Stored records

=== Begin Enclosure ===

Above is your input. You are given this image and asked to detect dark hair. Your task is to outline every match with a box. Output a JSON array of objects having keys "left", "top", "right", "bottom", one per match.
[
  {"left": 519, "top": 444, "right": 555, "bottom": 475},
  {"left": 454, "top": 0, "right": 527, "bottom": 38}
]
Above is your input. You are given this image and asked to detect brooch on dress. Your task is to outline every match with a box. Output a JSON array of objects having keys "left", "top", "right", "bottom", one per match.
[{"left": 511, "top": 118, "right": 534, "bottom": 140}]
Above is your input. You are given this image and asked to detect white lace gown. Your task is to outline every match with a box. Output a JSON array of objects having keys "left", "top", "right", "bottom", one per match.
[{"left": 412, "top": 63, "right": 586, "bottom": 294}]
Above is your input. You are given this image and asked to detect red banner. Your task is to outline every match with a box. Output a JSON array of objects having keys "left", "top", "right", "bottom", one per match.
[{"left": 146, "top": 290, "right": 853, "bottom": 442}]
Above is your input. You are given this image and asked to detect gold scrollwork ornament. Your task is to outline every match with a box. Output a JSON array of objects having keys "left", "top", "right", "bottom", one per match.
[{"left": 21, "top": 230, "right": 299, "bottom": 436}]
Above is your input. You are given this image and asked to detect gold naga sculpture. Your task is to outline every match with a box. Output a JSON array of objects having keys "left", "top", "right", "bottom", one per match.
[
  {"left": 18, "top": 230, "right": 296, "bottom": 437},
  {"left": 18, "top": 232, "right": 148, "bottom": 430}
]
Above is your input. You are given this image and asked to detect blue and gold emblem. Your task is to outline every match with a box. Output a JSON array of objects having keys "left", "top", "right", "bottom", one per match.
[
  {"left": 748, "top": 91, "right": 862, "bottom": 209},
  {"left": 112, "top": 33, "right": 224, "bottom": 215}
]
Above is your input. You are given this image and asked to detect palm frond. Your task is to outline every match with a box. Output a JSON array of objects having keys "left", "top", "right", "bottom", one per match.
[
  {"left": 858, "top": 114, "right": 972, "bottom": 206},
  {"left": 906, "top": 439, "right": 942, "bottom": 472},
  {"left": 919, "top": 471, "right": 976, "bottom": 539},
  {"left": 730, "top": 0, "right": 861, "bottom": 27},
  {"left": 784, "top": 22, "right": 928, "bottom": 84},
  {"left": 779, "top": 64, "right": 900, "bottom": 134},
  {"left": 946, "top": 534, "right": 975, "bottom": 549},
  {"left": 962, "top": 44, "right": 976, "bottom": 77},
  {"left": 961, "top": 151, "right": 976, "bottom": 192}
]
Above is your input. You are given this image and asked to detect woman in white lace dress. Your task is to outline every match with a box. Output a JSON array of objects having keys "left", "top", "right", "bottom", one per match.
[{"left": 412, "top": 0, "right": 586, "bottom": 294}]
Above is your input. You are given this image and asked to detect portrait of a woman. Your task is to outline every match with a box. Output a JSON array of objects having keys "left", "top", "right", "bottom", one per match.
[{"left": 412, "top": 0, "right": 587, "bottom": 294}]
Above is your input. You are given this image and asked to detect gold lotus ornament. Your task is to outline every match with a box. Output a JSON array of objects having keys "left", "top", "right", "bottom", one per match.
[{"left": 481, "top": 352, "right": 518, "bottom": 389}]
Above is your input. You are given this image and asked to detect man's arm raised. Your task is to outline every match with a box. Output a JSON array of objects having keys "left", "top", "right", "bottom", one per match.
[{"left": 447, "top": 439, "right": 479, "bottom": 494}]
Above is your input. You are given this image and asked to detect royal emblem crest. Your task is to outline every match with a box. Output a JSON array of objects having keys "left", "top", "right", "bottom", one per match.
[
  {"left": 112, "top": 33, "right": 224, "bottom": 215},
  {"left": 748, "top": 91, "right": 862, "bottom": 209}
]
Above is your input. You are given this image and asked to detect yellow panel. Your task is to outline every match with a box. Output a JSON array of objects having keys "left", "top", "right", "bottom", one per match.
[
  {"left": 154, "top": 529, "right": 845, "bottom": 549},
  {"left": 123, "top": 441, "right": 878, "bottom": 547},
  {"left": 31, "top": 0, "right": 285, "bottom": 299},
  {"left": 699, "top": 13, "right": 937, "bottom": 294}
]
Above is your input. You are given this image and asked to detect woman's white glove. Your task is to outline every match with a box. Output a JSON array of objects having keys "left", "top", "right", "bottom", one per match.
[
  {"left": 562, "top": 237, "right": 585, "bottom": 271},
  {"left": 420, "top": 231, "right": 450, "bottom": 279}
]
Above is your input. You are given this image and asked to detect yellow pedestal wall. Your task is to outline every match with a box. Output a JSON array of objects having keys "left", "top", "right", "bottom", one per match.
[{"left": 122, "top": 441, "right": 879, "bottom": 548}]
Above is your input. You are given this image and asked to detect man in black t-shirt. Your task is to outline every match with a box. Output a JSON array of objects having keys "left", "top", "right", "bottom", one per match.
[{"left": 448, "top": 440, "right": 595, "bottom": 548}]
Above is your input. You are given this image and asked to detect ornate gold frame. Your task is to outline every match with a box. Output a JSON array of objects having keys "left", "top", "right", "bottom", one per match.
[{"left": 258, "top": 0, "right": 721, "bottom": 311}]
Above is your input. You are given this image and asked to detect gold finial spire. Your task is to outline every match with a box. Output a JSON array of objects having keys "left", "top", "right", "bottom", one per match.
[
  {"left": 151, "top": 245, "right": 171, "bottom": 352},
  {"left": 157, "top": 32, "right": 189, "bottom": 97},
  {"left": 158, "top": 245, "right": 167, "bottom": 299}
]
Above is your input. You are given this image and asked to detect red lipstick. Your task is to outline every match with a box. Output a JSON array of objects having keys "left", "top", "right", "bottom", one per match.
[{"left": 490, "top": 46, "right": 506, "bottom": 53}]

=== End Enclosure ===

YOUR INSTRUCTIONS
Retype the data exactly.

REPLY
Above is your input. You are given this image and asked to detect dark hair. Your task is to outline every match with a box. Output a JSON array of objects having keys "left", "top", "right", "bottom", one per match.
[
  {"left": 519, "top": 444, "right": 555, "bottom": 475},
  {"left": 454, "top": 0, "right": 527, "bottom": 38}
]
Above is your input. You are given this image and asked to detect brooch on dress. Your task is to outline every match with a box. Output a JSON array of objects having keys "left", "top", "right", "bottom", one per match.
[{"left": 511, "top": 118, "right": 534, "bottom": 140}]
Above is your input. You are given this image and asked to detect white lace gown. Your task is to outline every match with a box. Output a JSON array of objects having keys "left", "top", "right", "bottom", one per match.
[{"left": 412, "top": 63, "right": 586, "bottom": 294}]
Above is your input. You are given this image and asked to detect red banner. Your task is to outline every match with a box. Output a JSON array of objects having keys "left", "top", "right", "bottom", one per match.
[{"left": 146, "top": 290, "right": 853, "bottom": 442}]
Above is your input. You are given this image and asked to detect gold scrollwork ornament. Your task is to outline every match with a box. Output a JSON array of objects having keys "left", "top", "right", "bottom", one per match.
[{"left": 21, "top": 230, "right": 299, "bottom": 436}]
Above is your input. You are given this image and asked to detect gold naga sculpture. Your task is to outline every match with a box. Output a JSON array of objects having keys "left", "top", "right", "bottom", one per match.
[
  {"left": 18, "top": 230, "right": 296, "bottom": 437},
  {"left": 18, "top": 232, "right": 148, "bottom": 430}
]
Above is your input. You are given this image and asked to detect blue and gold emblem. Your task is to outline every match with a box. Output a JSON array of objects having keys "left", "top", "right", "bottom", one per match.
[
  {"left": 748, "top": 91, "right": 862, "bottom": 209},
  {"left": 112, "top": 33, "right": 224, "bottom": 215}
]
Above is your input. You are given this image and asked to detect palm frond. Your task is to outline every match with a box. Output a JSON array of objects having keys "left", "top", "right", "bottom", one per match.
[
  {"left": 858, "top": 114, "right": 972, "bottom": 206},
  {"left": 906, "top": 439, "right": 942, "bottom": 472},
  {"left": 919, "top": 471, "right": 976, "bottom": 539},
  {"left": 730, "top": 0, "right": 861, "bottom": 27},
  {"left": 784, "top": 22, "right": 928, "bottom": 84},
  {"left": 779, "top": 64, "right": 900, "bottom": 134},
  {"left": 946, "top": 534, "right": 975, "bottom": 549},
  {"left": 962, "top": 44, "right": 976, "bottom": 77},
  {"left": 961, "top": 151, "right": 976, "bottom": 192}
]
Above is your input. You are given this image and asked to detect woman in white lace dress. Your task is to outline every match with a box. Output a JSON array of objects having keys "left", "top", "right", "bottom", one per match.
[{"left": 412, "top": 0, "right": 586, "bottom": 294}]
Above is your input. You are given this image and asked to detect portrait of a woman. Your task is to outline every match with a box. Output a JSON array of objects having keys "left", "top", "right", "bottom", one per match.
[{"left": 412, "top": 0, "right": 587, "bottom": 294}]
Above is your input. You are given this image and asked to detect gold lotus ornament. Your task is to outline every match with a box. Output a JSON array of objects having keys "left", "top", "right", "bottom", one per match.
[{"left": 481, "top": 352, "right": 518, "bottom": 389}]
Above is your input. You are given this image and asked to detect man's arm raised. Your task is to outline every match with a box. Output a JSON array of objects having keys "left", "top", "right", "bottom", one per match.
[{"left": 447, "top": 439, "right": 479, "bottom": 494}]
Above is your input. You are given this image and asked to detect royal emblem crest. Your task is to outline every match with a box. Output a JSON array of objects having keys "left", "top", "right", "bottom", one per match.
[
  {"left": 112, "top": 33, "right": 224, "bottom": 215},
  {"left": 748, "top": 91, "right": 862, "bottom": 209}
]
Above is your input. You are given this image and asked to detect yellow panel. Your task is to outline every match with a box. Output a JSON array of objects having keys "left", "top", "right", "bottom", one per match.
[
  {"left": 154, "top": 529, "right": 845, "bottom": 549},
  {"left": 123, "top": 441, "right": 878, "bottom": 547},
  {"left": 31, "top": 0, "right": 285, "bottom": 299},
  {"left": 699, "top": 13, "right": 937, "bottom": 294}
]
Above is your input. You are given this image and asked to detect woman's white glove. Your task is to outline every match with a box. Output a JSON array of objects having keys "left", "top", "right", "bottom", one per match.
[
  {"left": 562, "top": 237, "right": 585, "bottom": 271},
  {"left": 420, "top": 231, "right": 450, "bottom": 279}
]
Above is your input. You are given this image and asked to detect yellow pedestal wall. Your task is to outline every match with a box. Output a JSON array of objects having keys "left", "top", "right", "bottom", one per match.
[{"left": 122, "top": 441, "right": 879, "bottom": 548}]
Above is your input. You are given this image and asked to detect man in black t-shirt. Your task is to outline every match with a box. Output a JSON array of objects having keys "left", "top", "right", "bottom", one per match.
[{"left": 448, "top": 440, "right": 595, "bottom": 548}]
Above is your input. You are given this image and asked to detect ornate gold frame. Your task is to outline every match with a box. Output a JSON array of objects having keys "left", "top", "right", "bottom", one per match.
[{"left": 258, "top": 0, "right": 721, "bottom": 311}]
Above is your input. You are given this image and asked to detect gold finial spire. Your task is to outline every match with a box. Output a JSON array of objects having keys "left", "top", "right", "bottom", one per match.
[
  {"left": 151, "top": 245, "right": 171, "bottom": 352},
  {"left": 157, "top": 32, "right": 189, "bottom": 97},
  {"left": 158, "top": 245, "right": 167, "bottom": 299}
]
Above is your input. You are given this image and asked to detect red lipstick. Your task is to outline every match with a box. Output a JSON array of objects having keys "left", "top", "right", "bottom", one per match.
[{"left": 490, "top": 46, "right": 506, "bottom": 53}]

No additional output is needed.